> DESCRIPTION OF THE TASK
Output exactly the lines from the line with "Would you be able to locate the car" through the end of the records below. Include nothing else.
*** Opening of SUPPLIED MATERIAL ***
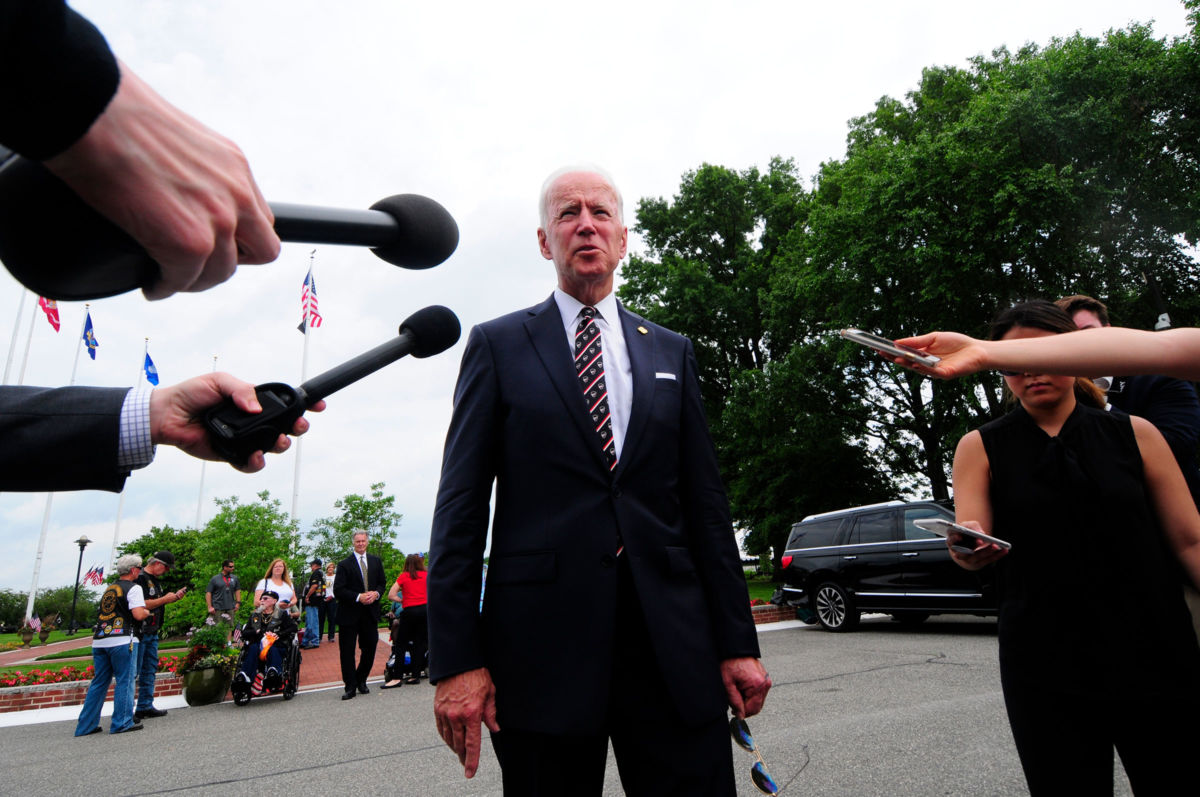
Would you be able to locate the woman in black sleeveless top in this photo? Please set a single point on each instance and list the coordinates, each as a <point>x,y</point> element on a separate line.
<point>1096,645</point>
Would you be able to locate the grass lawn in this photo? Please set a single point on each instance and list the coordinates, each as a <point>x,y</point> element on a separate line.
<point>75,653</point>
<point>761,588</point>
<point>57,635</point>
<point>54,667</point>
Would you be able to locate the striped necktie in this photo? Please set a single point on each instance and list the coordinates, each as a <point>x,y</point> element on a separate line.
<point>589,369</point>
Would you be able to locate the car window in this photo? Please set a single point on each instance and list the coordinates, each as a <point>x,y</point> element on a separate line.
<point>916,513</point>
<point>815,534</point>
<point>874,528</point>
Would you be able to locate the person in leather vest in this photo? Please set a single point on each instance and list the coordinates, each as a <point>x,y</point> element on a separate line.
<point>121,607</point>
*** Close of SUPPLIED MATERIAL ***
> REPLY
Would you be able to locate the car window in this photo? Please set a single point on each instance and list the coordinates, each as a <point>x,y</point> element on a separate line.
<point>916,513</point>
<point>815,534</point>
<point>874,528</point>
Would you be able to locate the person in leather vest in this photo? Please set a single point on each instance and list the coordinates, each as a <point>x,y</point> element on a separate line.
<point>121,607</point>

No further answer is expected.